Stored data entries ▸

►

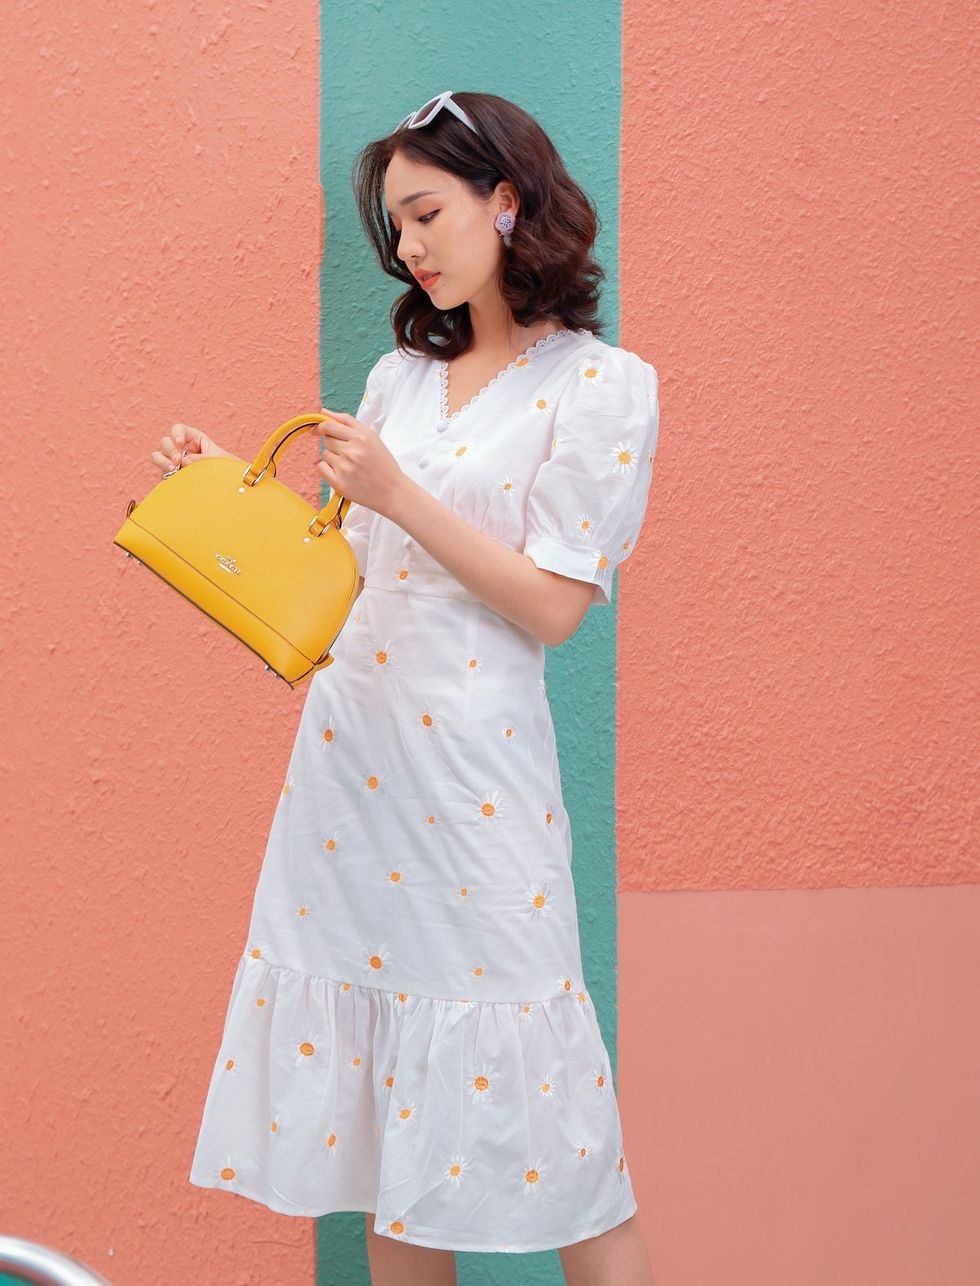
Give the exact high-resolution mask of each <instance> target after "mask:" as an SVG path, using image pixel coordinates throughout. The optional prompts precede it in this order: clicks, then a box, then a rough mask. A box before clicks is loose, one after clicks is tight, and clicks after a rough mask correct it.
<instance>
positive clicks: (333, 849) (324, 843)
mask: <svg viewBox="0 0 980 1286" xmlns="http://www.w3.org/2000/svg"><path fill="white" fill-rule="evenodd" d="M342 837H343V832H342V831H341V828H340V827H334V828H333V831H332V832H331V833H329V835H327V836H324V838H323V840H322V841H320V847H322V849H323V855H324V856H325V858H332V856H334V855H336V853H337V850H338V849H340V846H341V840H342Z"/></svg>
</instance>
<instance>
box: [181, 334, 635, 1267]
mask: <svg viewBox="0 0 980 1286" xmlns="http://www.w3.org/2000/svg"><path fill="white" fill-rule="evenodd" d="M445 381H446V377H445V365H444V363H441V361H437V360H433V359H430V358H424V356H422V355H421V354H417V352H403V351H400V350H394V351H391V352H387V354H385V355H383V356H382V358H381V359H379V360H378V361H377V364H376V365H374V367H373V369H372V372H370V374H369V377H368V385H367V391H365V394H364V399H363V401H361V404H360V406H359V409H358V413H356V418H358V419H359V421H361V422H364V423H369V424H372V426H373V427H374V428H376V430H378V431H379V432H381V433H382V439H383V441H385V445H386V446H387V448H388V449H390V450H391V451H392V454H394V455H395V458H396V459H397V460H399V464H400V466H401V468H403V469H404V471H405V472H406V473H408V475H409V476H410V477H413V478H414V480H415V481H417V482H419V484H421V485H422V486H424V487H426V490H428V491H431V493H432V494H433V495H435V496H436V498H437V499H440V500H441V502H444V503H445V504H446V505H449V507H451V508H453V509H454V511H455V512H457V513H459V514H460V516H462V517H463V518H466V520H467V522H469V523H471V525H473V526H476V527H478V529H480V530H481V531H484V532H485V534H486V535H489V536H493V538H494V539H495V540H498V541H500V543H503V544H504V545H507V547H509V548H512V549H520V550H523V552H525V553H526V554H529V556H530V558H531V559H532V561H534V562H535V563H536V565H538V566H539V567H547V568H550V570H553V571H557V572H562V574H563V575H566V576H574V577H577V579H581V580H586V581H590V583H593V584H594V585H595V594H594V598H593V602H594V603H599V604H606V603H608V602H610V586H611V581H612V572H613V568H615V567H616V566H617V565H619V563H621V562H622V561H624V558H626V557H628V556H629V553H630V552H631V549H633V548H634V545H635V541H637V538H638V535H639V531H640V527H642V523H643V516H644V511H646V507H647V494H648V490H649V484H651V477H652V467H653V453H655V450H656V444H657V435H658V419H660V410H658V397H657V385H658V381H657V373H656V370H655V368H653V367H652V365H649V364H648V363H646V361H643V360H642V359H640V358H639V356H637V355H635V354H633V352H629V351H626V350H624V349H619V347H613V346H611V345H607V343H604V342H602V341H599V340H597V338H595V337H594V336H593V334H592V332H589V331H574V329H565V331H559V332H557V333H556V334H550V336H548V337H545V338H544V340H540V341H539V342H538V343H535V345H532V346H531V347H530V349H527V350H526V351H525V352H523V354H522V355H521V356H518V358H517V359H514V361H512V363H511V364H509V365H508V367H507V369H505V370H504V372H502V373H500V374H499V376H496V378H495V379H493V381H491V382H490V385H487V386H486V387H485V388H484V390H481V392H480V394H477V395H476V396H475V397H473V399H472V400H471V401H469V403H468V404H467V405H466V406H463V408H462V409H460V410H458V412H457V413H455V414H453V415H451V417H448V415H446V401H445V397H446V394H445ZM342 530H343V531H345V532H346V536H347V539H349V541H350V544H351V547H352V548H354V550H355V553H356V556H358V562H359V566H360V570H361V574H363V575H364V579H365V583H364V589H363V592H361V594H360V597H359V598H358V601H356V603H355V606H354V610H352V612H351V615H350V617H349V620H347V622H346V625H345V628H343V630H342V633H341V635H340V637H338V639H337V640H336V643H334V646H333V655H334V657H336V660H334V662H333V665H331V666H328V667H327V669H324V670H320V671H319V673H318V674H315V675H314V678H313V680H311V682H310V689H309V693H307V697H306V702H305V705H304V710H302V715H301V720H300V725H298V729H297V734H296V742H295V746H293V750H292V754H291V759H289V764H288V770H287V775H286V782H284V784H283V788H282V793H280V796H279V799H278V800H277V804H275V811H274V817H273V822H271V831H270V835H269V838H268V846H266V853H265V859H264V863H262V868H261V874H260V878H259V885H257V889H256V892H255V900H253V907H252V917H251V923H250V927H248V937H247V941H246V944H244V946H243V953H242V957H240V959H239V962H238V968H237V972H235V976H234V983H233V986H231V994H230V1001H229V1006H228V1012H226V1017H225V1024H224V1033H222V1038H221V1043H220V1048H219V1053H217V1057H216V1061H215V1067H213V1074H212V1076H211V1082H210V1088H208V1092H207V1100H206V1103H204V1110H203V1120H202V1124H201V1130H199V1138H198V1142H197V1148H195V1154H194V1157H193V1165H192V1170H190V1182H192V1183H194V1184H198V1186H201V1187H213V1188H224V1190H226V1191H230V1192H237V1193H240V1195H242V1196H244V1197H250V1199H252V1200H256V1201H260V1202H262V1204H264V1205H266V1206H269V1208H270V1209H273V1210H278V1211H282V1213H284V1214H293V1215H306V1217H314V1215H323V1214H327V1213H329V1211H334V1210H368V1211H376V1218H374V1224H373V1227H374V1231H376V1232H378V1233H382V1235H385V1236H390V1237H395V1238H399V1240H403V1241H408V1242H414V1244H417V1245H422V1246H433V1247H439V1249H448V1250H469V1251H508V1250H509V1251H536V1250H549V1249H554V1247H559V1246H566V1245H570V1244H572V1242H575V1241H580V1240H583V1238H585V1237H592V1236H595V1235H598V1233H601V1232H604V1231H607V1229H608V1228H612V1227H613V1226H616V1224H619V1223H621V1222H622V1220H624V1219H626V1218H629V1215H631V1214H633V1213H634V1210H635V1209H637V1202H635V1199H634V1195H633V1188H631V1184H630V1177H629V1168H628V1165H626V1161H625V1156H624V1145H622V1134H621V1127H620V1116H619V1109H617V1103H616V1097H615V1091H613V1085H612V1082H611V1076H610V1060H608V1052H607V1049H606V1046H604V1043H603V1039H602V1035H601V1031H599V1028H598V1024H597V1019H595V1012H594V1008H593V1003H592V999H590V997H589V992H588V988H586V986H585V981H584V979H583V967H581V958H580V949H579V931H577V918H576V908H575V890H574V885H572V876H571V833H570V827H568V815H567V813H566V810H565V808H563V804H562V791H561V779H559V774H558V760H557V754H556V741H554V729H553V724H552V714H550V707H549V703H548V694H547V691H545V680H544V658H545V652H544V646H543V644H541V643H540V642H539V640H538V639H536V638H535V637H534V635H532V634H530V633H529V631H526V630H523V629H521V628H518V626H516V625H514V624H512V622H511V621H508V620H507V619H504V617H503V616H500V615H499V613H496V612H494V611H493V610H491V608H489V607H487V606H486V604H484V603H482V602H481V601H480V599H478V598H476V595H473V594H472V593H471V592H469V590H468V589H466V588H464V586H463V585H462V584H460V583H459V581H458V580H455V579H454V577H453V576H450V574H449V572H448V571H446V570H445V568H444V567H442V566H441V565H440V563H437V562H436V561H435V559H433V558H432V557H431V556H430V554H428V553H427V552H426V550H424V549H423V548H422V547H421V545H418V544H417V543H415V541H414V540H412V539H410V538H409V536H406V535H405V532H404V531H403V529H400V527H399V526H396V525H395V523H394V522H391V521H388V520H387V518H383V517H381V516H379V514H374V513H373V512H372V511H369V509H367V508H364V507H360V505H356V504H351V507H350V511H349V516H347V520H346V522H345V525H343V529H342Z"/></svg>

◄

Task item ▸
Copy out every line of the records above word for word, leaving out the pictures.

Result ▸
Give the exact high-resolution mask of each <instance> target after "mask:" as an SVG path, using image pixel coordinates throughout. The optional prompts precede it in this order: clicks, then a box, then a rough mask. A box before clicks is loose, one after clicks is tight, and clicks after a rough mask correct it.
<instance>
positive clicks: (333, 849) (324, 843)
mask: <svg viewBox="0 0 980 1286" xmlns="http://www.w3.org/2000/svg"><path fill="white" fill-rule="evenodd" d="M342 837H343V832H342V831H341V828H340V827H334V828H333V831H332V832H331V833H329V835H327V836H324V838H323V840H322V841H320V847H322V849H323V855H324V856H325V858H332V856H334V855H336V853H337V850H338V849H340V846H341V840H342Z"/></svg>
</instance>
<instance>
box: [181, 334, 635, 1267]
mask: <svg viewBox="0 0 980 1286" xmlns="http://www.w3.org/2000/svg"><path fill="white" fill-rule="evenodd" d="M445 381H446V377H445V365H444V363H441V361H437V360H433V359H430V358H424V356H422V355H421V354H417V352H403V351H400V350H394V351H391V352H387V354H385V355H383V356H382V358H381V359H379V360H378V361H377V364H376V365H374V367H373V369H372V372H370V374H369V377H368V385H367V391H365V394H364V399H363V401H361V404H360V406H359V409H358V413H356V418H358V419H359V421H361V422H364V423H369V424H372V426H373V427H374V428H376V430H378V431H379V432H381V433H382V439H383V441H385V445H386V446H387V448H388V449H390V450H391V451H392V454H394V455H395V458H396V459H397V460H399V464H400V466H401V468H403V469H404V471H405V472H406V473H408V475H409V476H410V477H413V478H414V480H415V481H417V482H419V484H421V485H422V486H424V487H426V490H428V491H431V493H432V494H433V495H435V496H436V498H437V499H440V500H441V502H444V503H445V504H446V505H449V507H451V508H453V509H454V511H455V512H457V513H459V514H460V516H462V517H463V518H466V520H467V522H469V523H471V525H473V526H476V527H478V529H480V530H481V531H484V532H485V534H486V535H489V536H493V538H494V539H495V540H498V541H500V543H503V544H504V545H507V547H509V548H512V549H520V550H523V552H525V553H526V554H529V556H530V558H531V559H532V561H534V562H535V563H536V565H538V566H539V567H547V568H550V570H553V571H557V572H562V574H563V575H566V576H574V577H577V579H581V580H586V581H590V583H593V584H594V585H595V594H594V598H593V602H594V603H599V604H606V603H608V602H610V586H611V581H612V572H613V568H615V567H616V566H617V565H619V563H621V562H622V561H624V558H626V557H628V556H629V553H630V552H631V549H633V548H634V545H635V541H637V538H638V535H639V531H640V527H642V523H643V516H644V511H646V507H647V494H648V490H649V484H651V477H652V467H653V453H655V450H656V444H657V435H658V419H660V410H658V397H657V385H658V381H657V373H656V370H655V368H653V367H652V365H649V364H648V363H646V361H643V360H642V359H640V358H639V356H637V355H635V354H633V352H629V351H626V350H624V349H619V347H613V346H611V345H607V343H604V342H602V341H599V340H597V338H595V337H594V336H593V334H592V332H589V331H574V329H565V331H559V332H557V333H556V334H550V336H548V337H545V338H544V340H540V341H539V342H538V343H535V345H532V346H531V347H530V349H527V350H526V351H525V352H523V354H522V355H521V356H518V358H517V359H514V361H512V363H511V364H509V365H508V367H507V369H505V370H504V372H502V373H500V374H499V376H496V378H495V379H493V381H491V382H490V385H487V386H486V387H485V388H484V390H481V392H480V394H477V395H476V396H475V397H473V399H472V400H471V401H469V403H468V404H467V405H466V406H463V408H462V409H460V410H458V412H457V413H455V414H453V415H451V417H448V415H446V401H445V397H446V394H445ZM342 530H343V531H345V532H346V536H347V539H349V541H350V544H351V547H352V548H354V550H355V553H356V556H358V562H359V566H360V570H361V574H363V575H364V579H365V583H364V589H363V592H361V594H360V597H359V598H358V601H356V603H355V606H354V610H352V612H351V615H350V617H349V620H347V622H346V625H345V628H343V630H342V633H341V635H340V637H338V639H337V640H336V643H334V646H333V655H334V657H336V660H334V662H333V665H331V666H328V667H327V669H324V670H320V671H319V673H318V674H315V675H314V678H313V680H311V682H310V689H309V693H307V697H306V702H305V705H304V710H302V715H301V720H300V725H298V729H297V734H296V742H295V746H293V750H292V754H291V759H289V764H288V770H287V775H286V782H284V784H283V788H282V793H280V796H279V799H278V800H277V804H275V811H274V817H273V822H271V831H270V835H269V838H268V846H266V853H265V859H264V863H262V868H261V874H260V878H259V885H257V889H256V892H255V900H253V907H252V917H251V923H250V927H248V937H247V941H246V944H244V946H243V953H242V957H240V959H239V962H238V968H237V972H235V976H234V983H233V986H231V994H230V1001H229V1006H228V1012H226V1017H225V1024H224V1033H222V1038H221V1043H220V1048H219V1053H217V1057H216V1061H215V1067H213V1074H212V1076H211V1082H210V1088H208V1092H207V1100H206V1103H204V1110H203V1120H202V1124H201V1130H199V1138H198V1142H197V1148H195V1154H194V1157H193V1165H192V1170H190V1182H192V1183H194V1184H198V1186H201V1187H213V1188H224V1190H226V1191H230V1192H237V1193H240V1195H242V1196H244V1197H250V1199H252V1200H256V1201H260V1202H262V1204H264V1205H266V1206H269V1208H270V1209H273V1210H278V1211H282V1213H284V1214H293V1215H306V1217H314V1215H323V1214H327V1213H329V1211H334V1210H368V1211H376V1218H374V1224H373V1227H374V1231H376V1232H378V1233H382V1235H385V1236H390V1237H395V1238H399V1240H403V1241H408V1242H414V1244H417V1245H422V1246H433V1247H439V1249H448V1250H469V1251H508V1250H509V1251H536V1250H549V1249H554V1247H559V1246H566V1245H570V1244H572V1242H575V1241H580V1240H583V1238H585V1237H592V1236H595V1235H598V1233H601V1232H604V1231H607V1229H608V1228H612V1227H613V1226H616V1224H619V1223H621V1222H622V1220H624V1219H626V1218H629V1215H631V1214H633V1213H634V1210H635V1209H637V1202H635V1199H634V1195H633V1188H631V1184H630V1177H629V1168H628V1165H626V1161H625V1156H624V1145H622V1134H621V1127H620V1116H619V1109H617V1103H616V1097H615V1091H613V1085H612V1082H611V1076H610V1060H608V1052H607V1049H606V1046H604V1043H603V1039H602V1035H601V1031H599V1028H598V1024H597V1019H595V1012H594V1008H593V1003H592V999H590V997H589V992H588V988H586V986H585V981H584V979H583V967H581V958H580V949H579V931H577V918H576V908H575V890H574V885H572V876H571V833H570V827H568V815H567V813H566V810H565V808H563V804H562V791H561V779H559V774H558V760H557V754H556V741H554V729H553V724H552V714H550V707H549V703H548V694H547V691H545V680H544V658H545V652H544V646H543V644H541V643H540V642H539V640H538V639H536V638H535V637H534V635H532V634H530V633H529V631H526V630H523V629H521V628H518V626H516V625H514V624H512V622H511V621H508V620H507V619H504V617H503V616H500V615H499V613H496V612H494V611H493V610H491V608H489V607H487V606H486V604H484V603H482V602H481V601H480V599H478V598H476V595H473V594H472V593H471V592H469V590H468V589H466V588H464V586H463V585H462V584H460V583H459V581H458V580H455V579H454V577H453V576H450V574H449V572H448V571H446V570H445V568H444V567H442V566H441V565H440V563H437V562H436V561H435V559H433V558H432V557H431V556H430V554H428V553H427V552H426V550H424V549H423V548H422V547H421V545H418V544H417V543H415V541H414V540H412V539H410V538H409V536H406V535H405V532H404V531H403V529H400V527H399V526H396V525H395V523H394V522H391V521H388V520H387V518H383V517H381V516H379V514H374V513H373V512H372V511H369V509H367V508H364V507H360V505H356V504H351V507H350V511H349V516H347V520H346V522H345V525H343V529H342Z"/></svg>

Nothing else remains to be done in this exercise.